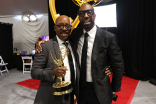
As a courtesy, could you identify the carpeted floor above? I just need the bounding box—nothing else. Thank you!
[0,69,156,104]
[16,76,139,104]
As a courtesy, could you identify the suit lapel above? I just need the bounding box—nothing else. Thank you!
[92,27,104,62]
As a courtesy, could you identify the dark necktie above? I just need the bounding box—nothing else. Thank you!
[63,42,75,88]
[80,32,88,88]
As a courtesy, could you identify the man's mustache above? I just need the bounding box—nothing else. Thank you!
[60,31,68,34]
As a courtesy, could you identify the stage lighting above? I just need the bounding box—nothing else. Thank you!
[29,14,37,21]
[22,15,29,22]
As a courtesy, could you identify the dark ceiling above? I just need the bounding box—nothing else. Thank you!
[0,0,48,15]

* * * *

Please express the lines of the items as a JSON list of strings, one string per line with blank lines left out, from the start of the items up to and including the line with "[22,15,29,22]". Leave the pictures out of the answer.

_Written response:_
[
  "As a courtesy, could you identify the carpeted floor above? I just need the bounding box—nothing else. Thank you!",
  "[0,69,156,104]",
  "[16,76,139,104]",
  "As a courtesy, could you identify the suit lapel above? I just need the bounding box—nothing else. Thank you!",
  "[92,27,104,62]",
  "As a courtesy, could you identify the dark necktie above? I just need the bounding box—nothing else. Thank you!",
  "[63,42,75,88]",
  "[80,32,88,88]",
  "As a courtesy, could you identify the man's mustache above? I just need the bounding box—nothing else. Thank you!",
  "[60,31,68,34]",
  "As a courtesy, could you identify the stage lighting above? I just need the bounding box—nothing else. Thank you!",
  "[29,14,37,21]",
  "[22,15,29,22]"
]